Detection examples
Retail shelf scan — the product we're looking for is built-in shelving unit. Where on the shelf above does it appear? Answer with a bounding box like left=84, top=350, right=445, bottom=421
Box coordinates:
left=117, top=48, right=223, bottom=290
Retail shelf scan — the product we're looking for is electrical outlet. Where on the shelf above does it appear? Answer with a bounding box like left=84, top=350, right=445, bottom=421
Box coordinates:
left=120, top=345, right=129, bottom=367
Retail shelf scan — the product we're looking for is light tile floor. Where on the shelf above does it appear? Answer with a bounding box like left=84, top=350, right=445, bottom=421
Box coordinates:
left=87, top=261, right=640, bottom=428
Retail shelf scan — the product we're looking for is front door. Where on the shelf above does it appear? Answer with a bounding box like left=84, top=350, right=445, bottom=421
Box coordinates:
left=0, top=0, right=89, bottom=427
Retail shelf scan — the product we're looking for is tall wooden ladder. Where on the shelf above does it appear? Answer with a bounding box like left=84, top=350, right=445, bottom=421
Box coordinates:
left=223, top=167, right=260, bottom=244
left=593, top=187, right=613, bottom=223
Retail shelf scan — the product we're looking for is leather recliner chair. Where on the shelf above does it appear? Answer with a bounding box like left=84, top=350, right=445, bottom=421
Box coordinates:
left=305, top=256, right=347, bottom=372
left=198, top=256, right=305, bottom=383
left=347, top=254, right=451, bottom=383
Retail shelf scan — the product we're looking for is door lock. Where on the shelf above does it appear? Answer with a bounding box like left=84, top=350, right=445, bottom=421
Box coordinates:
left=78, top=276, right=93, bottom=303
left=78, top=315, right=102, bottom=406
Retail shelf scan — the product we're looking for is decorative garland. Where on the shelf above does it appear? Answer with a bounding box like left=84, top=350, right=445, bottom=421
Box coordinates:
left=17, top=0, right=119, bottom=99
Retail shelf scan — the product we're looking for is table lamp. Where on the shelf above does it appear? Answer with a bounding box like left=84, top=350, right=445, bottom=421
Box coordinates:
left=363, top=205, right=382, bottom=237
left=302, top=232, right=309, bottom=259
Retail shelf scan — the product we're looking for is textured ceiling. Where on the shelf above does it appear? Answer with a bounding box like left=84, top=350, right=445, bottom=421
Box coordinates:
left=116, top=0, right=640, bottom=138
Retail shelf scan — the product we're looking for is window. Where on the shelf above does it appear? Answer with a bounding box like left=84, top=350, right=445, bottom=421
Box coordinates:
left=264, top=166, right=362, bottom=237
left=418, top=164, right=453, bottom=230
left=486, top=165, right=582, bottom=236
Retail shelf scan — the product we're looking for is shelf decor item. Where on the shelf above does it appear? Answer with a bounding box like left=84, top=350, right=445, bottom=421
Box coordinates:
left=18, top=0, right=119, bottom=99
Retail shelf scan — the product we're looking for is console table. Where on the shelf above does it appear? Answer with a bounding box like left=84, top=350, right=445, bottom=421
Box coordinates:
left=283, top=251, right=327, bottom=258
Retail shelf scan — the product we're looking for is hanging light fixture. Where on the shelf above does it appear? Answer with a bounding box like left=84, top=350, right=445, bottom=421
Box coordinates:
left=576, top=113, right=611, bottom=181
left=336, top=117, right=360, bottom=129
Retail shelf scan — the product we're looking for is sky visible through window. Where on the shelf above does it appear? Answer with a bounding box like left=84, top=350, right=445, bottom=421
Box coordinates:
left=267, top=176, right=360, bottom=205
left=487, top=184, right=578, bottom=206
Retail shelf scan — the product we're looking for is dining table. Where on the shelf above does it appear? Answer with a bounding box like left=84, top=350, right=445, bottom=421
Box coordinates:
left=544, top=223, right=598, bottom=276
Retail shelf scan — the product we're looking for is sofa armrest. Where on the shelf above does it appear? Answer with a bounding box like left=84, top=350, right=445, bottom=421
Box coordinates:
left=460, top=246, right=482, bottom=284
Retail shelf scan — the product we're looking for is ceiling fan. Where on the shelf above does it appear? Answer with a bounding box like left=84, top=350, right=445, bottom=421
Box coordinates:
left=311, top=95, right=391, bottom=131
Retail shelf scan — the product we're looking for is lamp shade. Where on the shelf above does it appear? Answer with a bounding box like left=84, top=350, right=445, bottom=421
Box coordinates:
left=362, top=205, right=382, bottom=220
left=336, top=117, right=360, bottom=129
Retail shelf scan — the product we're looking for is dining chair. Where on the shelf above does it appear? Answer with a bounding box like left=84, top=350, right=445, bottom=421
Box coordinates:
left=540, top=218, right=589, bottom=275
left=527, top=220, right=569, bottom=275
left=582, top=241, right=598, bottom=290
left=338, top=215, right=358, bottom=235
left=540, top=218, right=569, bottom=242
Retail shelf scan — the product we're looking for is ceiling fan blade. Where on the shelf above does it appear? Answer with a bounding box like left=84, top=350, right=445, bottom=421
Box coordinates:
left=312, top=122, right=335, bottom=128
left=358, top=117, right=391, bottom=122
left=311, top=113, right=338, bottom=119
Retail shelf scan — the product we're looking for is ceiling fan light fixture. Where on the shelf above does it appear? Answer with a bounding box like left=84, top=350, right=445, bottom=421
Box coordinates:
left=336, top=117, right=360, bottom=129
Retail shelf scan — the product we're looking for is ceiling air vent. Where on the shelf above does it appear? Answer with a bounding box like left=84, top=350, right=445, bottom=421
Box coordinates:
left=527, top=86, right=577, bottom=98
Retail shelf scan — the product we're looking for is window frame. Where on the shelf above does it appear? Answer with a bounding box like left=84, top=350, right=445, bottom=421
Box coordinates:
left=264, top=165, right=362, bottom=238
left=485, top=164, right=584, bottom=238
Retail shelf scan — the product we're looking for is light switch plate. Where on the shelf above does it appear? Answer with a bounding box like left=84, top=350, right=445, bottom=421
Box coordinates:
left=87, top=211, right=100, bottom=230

* * *

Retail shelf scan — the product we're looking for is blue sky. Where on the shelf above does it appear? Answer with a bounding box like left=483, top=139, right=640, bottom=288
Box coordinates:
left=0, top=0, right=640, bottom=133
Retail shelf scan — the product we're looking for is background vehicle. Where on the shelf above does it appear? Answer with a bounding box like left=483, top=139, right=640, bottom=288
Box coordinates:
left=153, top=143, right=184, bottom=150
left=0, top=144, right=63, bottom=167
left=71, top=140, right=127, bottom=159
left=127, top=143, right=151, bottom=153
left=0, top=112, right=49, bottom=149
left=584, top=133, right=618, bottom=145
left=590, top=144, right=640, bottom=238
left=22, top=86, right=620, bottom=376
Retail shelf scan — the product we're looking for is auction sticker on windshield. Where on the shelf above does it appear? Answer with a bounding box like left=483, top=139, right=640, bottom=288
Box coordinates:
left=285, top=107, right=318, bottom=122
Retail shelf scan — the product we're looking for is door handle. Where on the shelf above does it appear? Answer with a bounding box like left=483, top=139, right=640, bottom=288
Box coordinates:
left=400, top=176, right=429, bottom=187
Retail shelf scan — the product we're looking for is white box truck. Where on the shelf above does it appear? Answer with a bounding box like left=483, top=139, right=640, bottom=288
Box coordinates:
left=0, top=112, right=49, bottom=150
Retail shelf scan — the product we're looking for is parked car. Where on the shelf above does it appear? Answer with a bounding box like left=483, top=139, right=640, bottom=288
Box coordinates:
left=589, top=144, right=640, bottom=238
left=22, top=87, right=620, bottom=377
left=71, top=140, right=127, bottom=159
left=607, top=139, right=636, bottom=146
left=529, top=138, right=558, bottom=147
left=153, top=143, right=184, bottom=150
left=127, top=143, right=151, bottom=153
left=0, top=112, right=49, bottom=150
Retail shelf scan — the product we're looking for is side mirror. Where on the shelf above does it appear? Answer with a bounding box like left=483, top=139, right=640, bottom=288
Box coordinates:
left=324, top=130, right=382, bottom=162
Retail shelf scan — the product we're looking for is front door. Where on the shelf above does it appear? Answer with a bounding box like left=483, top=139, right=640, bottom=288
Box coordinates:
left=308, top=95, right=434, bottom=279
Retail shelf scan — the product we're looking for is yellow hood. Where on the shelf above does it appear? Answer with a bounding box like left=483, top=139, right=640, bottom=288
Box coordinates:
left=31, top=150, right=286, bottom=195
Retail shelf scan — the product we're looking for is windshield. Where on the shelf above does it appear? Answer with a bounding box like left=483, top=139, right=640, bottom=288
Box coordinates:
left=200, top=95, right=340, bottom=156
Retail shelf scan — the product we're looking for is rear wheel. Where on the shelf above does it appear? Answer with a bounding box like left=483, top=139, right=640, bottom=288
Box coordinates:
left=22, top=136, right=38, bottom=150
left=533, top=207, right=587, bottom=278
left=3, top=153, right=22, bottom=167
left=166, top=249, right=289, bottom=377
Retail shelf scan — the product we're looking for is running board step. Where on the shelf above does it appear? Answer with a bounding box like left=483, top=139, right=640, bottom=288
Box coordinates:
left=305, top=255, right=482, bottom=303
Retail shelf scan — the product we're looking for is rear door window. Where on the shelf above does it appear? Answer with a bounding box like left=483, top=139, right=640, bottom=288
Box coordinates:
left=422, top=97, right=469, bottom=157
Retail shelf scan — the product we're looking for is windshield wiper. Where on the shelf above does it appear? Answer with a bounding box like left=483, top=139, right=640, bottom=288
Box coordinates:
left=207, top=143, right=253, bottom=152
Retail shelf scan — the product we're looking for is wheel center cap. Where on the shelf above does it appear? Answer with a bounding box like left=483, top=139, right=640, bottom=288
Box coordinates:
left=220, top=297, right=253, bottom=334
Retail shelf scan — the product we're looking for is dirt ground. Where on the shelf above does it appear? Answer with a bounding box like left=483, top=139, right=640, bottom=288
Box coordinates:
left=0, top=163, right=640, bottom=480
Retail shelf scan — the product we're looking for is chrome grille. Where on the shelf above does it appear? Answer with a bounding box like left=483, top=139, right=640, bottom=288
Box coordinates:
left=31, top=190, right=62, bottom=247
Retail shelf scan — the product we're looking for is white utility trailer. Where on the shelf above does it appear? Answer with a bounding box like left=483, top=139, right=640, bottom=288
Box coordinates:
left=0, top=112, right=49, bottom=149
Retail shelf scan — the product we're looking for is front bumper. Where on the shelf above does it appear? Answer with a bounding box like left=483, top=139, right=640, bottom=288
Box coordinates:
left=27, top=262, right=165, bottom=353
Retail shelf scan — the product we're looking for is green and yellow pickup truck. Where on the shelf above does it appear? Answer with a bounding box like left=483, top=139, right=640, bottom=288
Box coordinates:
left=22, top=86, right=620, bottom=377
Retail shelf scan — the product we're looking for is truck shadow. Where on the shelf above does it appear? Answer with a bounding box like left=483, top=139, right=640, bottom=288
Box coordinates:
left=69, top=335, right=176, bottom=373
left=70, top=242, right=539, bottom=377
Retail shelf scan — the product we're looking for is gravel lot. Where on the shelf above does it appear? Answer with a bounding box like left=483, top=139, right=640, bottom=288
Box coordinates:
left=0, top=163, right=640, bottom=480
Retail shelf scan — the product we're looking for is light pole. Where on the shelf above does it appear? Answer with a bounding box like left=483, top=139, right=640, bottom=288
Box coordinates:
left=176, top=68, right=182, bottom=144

...

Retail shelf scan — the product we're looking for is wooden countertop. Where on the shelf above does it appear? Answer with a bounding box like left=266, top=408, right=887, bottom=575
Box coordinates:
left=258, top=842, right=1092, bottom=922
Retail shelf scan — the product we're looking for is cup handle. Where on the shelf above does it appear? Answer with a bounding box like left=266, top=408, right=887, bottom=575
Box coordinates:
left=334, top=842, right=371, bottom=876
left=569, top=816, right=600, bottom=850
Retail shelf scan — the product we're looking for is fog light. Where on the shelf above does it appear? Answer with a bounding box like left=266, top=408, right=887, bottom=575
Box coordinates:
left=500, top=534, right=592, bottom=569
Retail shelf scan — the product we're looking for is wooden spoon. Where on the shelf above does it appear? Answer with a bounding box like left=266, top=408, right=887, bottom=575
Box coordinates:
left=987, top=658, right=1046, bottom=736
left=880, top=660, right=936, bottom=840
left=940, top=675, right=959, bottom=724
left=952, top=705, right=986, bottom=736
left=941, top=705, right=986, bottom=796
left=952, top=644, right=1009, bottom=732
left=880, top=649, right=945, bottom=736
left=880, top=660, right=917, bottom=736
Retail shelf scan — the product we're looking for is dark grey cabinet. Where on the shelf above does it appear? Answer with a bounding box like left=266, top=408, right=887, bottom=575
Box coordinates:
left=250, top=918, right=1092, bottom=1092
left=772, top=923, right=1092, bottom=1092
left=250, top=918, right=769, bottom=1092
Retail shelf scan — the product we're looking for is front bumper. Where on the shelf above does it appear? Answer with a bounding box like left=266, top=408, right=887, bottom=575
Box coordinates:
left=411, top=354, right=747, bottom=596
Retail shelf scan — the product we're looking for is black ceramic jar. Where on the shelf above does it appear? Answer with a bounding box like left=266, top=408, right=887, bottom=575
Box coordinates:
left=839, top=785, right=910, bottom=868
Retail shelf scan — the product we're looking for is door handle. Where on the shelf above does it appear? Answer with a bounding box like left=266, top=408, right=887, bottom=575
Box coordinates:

Short problem:
Please edit the entries from the line that has "is rear door" through the line that has "left=220, top=297, right=253, bottom=334", replacing "windshield wiper" with "wiper blade" and keeping everything else the same. Return only those lines.

Task output:
Retail shelf scan — the product we're looking for is rear door window. Where on the shelf above does it appear? Answer with a bounding box like left=483, top=139, right=640, bottom=288
Box coordinates:
left=422, top=97, right=469, bottom=157
Retail shelf scan — the product we're looking for is wiper blade. Where on the shelf above does it appear? Answer with a bounding box like left=483, top=139, right=640, bottom=288
Box coordinates:
left=207, top=143, right=253, bottom=152
Retail shelf scan — the product we're looking for is wheel center cap. Where on the shelf above does it appear? Answer with a bounding box like left=483, top=139, right=640, bottom=288
Box coordinates:
left=220, top=297, right=253, bottom=334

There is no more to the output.